What to produce: Can you copy the rows below verbatim, starting at the one containing "I'd owe you one! Could you mark where the white" and ending at the one containing "[61,30,73,35]", both included?

Saved data

•••

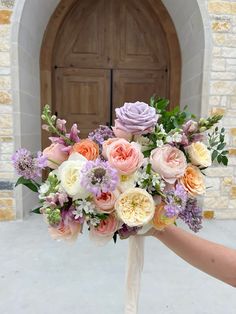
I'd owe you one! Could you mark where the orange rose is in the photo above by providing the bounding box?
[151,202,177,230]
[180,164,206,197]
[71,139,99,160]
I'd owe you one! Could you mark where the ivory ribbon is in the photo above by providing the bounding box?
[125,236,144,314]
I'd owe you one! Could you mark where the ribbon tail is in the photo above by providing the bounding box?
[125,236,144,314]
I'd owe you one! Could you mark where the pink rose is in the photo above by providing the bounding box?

•••

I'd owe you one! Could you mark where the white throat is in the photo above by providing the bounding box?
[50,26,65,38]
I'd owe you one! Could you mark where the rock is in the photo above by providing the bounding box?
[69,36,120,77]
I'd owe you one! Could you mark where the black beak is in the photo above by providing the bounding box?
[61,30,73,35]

•••

Completed task:
I'd owe you one! Could you mark where the white throat is in the photo above by providing the bounding box?
[50,26,65,38]
I'd owe you one! Could you mark where the rock is in the photo above by providing the bounding box?
[69,36,120,77]
I'd owe you one! Could you mark where the black beak is in the photo above by providing the bounding box?
[61,30,73,35]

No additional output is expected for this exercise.